### Input
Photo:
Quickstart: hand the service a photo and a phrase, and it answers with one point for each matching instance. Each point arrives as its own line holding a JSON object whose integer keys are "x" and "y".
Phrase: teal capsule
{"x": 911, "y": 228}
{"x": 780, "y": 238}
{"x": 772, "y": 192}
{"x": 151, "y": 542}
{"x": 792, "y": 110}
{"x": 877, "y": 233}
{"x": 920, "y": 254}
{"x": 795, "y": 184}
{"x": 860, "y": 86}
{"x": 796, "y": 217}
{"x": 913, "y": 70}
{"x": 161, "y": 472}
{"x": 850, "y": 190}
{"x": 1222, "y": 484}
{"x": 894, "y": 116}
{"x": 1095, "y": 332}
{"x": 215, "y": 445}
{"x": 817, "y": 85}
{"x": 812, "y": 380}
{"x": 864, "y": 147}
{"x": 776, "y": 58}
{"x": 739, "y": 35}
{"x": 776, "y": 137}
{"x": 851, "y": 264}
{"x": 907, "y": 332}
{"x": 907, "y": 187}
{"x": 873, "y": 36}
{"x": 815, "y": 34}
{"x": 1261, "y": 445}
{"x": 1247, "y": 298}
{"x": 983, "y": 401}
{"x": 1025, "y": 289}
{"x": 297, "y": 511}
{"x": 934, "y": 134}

### What the task asks
Please write out every line of the rows above, character for character, with nothing added or left out.

### Full answer
Photo:
Quickstart: hand the service a photo and a phrase, and it answers with one point for each matching instance. Each point arrives as its own line holding a JSON object whose integer keys are "x" and "y".
Phrase: teal capsule
{"x": 911, "y": 228}
{"x": 780, "y": 238}
{"x": 772, "y": 192}
{"x": 151, "y": 542}
{"x": 792, "y": 110}
{"x": 877, "y": 233}
{"x": 920, "y": 254}
{"x": 795, "y": 184}
{"x": 860, "y": 86}
{"x": 796, "y": 217}
{"x": 913, "y": 70}
{"x": 161, "y": 472}
{"x": 850, "y": 190}
{"x": 1222, "y": 484}
{"x": 894, "y": 116}
{"x": 1095, "y": 332}
{"x": 215, "y": 445}
{"x": 817, "y": 85}
{"x": 812, "y": 380}
{"x": 864, "y": 147}
{"x": 776, "y": 58}
{"x": 739, "y": 35}
{"x": 776, "y": 137}
{"x": 851, "y": 264}
{"x": 907, "y": 332}
{"x": 907, "y": 187}
{"x": 873, "y": 36}
{"x": 815, "y": 34}
{"x": 1261, "y": 445}
{"x": 1247, "y": 298}
{"x": 983, "y": 401}
{"x": 1025, "y": 289}
{"x": 297, "y": 511}
{"x": 934, "y": 134}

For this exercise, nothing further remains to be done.